▶ **Recorded data**
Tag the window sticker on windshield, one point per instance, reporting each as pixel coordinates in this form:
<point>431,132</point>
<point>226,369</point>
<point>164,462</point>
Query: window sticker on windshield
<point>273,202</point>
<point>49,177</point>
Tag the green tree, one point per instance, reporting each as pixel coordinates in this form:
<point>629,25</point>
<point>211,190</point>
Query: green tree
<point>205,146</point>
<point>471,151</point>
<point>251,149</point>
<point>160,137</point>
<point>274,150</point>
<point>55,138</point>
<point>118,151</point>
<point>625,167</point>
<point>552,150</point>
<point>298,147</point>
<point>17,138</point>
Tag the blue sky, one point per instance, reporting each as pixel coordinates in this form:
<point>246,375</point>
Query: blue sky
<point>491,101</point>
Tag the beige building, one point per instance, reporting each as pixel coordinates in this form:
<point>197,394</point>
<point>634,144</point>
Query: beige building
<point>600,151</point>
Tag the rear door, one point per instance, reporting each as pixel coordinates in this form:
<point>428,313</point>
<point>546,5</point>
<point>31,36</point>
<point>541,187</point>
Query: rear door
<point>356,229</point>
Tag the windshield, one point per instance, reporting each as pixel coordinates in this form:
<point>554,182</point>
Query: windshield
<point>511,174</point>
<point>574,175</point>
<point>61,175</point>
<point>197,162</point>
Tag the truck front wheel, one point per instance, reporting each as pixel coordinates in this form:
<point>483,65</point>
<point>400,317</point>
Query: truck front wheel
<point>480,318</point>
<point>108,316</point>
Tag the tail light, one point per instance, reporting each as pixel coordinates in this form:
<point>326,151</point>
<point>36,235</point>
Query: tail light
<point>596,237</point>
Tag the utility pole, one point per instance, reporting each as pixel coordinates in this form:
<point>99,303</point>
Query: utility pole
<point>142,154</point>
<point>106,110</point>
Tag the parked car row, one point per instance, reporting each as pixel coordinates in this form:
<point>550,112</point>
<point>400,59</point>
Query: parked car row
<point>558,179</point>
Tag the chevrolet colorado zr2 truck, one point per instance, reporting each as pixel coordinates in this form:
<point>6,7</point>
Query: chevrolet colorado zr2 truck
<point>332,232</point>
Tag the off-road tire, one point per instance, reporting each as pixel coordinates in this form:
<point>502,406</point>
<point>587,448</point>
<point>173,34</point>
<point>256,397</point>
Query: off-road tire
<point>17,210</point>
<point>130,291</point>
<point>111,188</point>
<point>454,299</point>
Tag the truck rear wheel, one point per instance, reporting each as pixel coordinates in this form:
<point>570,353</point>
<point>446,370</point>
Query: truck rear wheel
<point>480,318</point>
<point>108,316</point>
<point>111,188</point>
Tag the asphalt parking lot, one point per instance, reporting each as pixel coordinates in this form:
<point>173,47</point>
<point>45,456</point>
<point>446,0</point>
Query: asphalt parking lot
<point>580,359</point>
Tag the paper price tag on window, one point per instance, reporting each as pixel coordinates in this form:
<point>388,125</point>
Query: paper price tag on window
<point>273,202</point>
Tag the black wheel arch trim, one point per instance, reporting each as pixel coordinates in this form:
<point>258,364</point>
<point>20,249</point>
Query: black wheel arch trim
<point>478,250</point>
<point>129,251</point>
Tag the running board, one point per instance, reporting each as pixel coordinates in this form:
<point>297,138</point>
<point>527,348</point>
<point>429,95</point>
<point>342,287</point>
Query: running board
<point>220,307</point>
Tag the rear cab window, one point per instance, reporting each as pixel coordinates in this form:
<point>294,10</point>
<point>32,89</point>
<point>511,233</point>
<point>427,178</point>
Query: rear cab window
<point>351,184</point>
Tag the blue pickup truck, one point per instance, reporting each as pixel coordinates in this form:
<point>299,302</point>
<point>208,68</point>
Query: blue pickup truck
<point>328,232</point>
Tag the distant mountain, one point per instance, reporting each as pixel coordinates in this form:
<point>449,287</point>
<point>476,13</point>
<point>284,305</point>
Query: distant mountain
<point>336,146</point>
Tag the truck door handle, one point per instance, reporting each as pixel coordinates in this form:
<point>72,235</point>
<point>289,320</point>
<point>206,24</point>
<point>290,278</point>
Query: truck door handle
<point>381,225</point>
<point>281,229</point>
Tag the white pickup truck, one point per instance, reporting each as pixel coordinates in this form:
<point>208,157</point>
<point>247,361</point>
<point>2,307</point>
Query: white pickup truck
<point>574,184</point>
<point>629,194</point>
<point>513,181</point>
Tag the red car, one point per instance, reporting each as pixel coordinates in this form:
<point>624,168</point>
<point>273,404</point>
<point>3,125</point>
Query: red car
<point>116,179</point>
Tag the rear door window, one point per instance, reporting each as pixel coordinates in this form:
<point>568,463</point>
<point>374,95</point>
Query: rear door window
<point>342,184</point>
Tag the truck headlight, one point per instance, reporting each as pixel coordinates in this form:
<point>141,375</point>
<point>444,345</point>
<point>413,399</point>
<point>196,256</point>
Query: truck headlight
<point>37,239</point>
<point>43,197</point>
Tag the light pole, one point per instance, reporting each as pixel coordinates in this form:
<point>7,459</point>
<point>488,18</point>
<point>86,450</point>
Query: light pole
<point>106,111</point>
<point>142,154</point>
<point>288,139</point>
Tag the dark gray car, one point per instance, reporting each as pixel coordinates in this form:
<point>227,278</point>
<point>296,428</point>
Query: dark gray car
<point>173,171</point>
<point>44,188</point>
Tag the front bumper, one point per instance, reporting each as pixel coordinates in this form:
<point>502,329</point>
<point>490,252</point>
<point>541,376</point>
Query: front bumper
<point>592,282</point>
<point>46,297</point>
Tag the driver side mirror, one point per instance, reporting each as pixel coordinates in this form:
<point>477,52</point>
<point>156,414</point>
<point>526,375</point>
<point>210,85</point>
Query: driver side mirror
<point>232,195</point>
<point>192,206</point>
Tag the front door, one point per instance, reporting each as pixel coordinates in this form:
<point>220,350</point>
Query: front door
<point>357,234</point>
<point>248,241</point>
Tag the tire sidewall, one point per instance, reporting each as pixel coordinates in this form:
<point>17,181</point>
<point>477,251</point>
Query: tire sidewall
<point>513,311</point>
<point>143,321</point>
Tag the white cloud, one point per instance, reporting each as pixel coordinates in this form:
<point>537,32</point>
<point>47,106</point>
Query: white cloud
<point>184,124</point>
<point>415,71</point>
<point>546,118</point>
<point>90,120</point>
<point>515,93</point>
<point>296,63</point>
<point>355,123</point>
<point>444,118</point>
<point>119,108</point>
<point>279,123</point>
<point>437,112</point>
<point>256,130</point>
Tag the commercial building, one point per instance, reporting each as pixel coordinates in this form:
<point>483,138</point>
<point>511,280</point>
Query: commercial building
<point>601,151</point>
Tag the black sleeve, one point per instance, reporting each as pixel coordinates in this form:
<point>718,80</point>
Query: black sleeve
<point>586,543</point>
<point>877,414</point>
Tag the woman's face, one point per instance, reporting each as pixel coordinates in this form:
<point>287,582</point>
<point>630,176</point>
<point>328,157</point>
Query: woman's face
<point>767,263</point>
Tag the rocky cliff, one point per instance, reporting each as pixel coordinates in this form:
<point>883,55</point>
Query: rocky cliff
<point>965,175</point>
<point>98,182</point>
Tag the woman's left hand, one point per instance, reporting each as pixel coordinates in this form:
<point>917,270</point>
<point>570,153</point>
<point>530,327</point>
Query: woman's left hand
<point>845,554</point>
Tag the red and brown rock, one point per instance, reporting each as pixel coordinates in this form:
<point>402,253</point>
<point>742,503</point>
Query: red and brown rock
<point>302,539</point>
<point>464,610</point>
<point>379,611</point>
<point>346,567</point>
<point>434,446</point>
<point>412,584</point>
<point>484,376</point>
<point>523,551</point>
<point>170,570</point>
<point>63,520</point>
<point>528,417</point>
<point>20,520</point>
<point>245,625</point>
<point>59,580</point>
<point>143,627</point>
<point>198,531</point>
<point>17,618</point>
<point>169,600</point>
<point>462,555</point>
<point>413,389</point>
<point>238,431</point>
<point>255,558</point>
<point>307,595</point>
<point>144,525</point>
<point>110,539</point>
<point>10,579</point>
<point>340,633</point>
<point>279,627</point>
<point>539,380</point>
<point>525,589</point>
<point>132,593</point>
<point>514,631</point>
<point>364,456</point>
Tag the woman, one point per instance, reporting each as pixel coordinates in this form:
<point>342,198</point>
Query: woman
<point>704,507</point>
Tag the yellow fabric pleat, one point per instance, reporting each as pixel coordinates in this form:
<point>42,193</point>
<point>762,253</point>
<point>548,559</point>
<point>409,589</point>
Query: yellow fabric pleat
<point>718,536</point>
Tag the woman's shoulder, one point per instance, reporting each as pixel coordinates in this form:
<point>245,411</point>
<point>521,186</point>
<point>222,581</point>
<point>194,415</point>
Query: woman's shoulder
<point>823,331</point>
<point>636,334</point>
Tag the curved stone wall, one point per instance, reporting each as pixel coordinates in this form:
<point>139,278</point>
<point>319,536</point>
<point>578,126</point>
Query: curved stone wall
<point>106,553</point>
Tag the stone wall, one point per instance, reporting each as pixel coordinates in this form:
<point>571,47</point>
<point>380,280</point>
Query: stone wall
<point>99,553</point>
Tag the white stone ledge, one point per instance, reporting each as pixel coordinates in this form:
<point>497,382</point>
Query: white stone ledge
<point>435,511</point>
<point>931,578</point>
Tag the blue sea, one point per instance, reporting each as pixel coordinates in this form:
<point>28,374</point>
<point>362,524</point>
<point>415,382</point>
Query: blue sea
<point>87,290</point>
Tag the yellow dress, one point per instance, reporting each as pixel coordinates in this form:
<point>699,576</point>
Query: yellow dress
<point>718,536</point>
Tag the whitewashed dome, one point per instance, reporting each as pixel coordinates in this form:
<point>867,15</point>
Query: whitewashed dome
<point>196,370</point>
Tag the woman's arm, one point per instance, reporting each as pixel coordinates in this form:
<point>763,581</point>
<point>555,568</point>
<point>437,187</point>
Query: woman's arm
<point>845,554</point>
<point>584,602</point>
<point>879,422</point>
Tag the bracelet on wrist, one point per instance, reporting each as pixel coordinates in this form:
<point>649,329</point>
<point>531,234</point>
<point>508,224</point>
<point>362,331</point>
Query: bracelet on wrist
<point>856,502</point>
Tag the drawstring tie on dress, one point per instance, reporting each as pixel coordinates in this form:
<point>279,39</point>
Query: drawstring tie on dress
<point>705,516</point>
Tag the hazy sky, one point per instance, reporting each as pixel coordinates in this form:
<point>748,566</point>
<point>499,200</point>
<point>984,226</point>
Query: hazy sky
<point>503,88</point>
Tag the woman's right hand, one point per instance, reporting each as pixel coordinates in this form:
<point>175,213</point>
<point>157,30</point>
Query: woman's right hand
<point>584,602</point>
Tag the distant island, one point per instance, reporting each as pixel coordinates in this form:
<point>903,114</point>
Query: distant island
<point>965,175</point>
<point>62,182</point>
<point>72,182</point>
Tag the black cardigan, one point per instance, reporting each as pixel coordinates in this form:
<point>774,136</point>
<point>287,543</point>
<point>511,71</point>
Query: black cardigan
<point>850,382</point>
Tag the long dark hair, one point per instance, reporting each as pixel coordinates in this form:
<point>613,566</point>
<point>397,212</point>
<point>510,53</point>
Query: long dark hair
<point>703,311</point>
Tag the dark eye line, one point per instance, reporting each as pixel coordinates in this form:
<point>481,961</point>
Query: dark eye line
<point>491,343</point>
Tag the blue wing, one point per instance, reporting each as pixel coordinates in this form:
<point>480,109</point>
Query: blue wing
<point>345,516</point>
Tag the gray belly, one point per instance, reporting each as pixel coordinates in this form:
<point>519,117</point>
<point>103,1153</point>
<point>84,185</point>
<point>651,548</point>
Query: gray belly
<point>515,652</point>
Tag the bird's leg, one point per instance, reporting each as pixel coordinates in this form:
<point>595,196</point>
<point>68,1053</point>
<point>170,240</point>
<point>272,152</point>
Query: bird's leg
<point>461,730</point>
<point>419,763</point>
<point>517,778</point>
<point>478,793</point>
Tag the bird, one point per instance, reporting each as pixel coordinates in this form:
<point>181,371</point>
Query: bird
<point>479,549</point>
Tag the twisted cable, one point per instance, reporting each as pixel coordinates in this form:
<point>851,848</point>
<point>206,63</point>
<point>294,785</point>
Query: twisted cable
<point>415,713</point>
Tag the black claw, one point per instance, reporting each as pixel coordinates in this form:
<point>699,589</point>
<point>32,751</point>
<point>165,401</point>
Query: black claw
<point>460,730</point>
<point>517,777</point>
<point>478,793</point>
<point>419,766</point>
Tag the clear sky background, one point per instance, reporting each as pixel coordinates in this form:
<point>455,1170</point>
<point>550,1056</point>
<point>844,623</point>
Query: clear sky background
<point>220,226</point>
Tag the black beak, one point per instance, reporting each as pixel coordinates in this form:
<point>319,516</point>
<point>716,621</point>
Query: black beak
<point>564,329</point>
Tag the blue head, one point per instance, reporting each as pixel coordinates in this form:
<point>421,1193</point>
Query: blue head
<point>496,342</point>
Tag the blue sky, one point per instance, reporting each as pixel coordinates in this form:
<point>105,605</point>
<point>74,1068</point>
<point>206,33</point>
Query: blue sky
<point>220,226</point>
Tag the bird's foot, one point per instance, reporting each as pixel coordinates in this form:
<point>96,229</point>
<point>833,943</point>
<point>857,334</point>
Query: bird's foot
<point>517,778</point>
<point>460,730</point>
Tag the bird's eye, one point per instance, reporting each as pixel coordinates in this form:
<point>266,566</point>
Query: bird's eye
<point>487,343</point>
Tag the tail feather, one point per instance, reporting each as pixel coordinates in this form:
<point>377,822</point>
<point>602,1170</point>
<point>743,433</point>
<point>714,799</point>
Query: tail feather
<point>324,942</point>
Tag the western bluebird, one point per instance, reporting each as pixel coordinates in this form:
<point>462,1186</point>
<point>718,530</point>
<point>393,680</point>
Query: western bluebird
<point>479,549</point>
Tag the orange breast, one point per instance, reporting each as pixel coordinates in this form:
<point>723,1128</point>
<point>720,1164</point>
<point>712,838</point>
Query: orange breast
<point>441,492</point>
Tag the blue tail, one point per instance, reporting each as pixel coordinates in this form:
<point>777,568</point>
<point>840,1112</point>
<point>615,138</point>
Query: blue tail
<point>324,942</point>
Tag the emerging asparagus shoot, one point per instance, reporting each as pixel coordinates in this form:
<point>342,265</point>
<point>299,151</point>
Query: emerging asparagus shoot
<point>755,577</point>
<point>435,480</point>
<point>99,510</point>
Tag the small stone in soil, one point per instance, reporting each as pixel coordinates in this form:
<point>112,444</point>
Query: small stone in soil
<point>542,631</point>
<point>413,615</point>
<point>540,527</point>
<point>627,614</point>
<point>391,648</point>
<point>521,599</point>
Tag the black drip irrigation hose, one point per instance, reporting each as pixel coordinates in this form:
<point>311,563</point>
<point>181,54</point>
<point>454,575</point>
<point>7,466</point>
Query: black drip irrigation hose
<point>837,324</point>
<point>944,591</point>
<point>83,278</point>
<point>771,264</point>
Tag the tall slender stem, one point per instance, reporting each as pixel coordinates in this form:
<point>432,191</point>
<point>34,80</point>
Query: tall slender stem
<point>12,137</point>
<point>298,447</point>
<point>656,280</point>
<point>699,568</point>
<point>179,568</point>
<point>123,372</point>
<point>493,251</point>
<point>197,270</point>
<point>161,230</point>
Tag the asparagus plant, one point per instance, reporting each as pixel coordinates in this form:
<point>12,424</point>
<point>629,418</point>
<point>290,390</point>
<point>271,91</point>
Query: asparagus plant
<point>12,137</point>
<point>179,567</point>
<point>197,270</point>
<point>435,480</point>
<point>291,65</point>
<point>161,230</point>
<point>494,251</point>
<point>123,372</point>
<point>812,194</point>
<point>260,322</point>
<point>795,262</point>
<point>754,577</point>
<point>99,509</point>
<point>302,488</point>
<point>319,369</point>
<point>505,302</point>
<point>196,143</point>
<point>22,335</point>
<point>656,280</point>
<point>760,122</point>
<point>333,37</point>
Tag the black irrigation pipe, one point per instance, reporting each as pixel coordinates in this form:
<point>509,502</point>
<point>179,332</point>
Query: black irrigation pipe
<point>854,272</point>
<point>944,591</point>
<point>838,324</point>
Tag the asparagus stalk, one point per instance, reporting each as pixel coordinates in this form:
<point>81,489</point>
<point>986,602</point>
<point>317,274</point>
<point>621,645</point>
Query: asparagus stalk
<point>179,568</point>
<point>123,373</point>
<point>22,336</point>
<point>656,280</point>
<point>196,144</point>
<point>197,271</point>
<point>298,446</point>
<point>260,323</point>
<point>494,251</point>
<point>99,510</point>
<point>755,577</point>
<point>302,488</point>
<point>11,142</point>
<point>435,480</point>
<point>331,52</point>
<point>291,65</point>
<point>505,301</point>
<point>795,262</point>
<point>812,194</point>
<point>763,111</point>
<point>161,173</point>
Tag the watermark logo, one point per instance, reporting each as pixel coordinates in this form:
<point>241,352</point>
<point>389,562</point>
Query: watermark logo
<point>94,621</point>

▶ **Problem details**
Update the entries from the line containing "Tag the truck door" down through the line containing "<point>116,179</point>", replacing "red car" with "maroon car" and leaving everything else unchanged. Return only those lines.

▶ **Reply**
Tag the truck door handle, one point per instance, reporting each as pixel coordinates in this form:
<point>72,235</point>
<point>289,320</point>
<point>206,24</point>
<point>290,278</point>
Query: truck door handle
<point>381,225</point>
<point>281,229</point>
Tag the white pickup truck, one point per instance, reporting each as pixel coordinates in this form:
<point>208,157</point>
<point>247,361</point>
<point>2,307</point>
Query: white pickup truck
<point>574,184</point>
<point>629,194</point>
<point>513,181</point>
Tag the maroon car, one point per instance, reporting each as pixel coordinates in this form:
<point>624,168</point>
<point>273,404</point>
<point>3,125</point>
Query: maroon car
<point>116,179</point>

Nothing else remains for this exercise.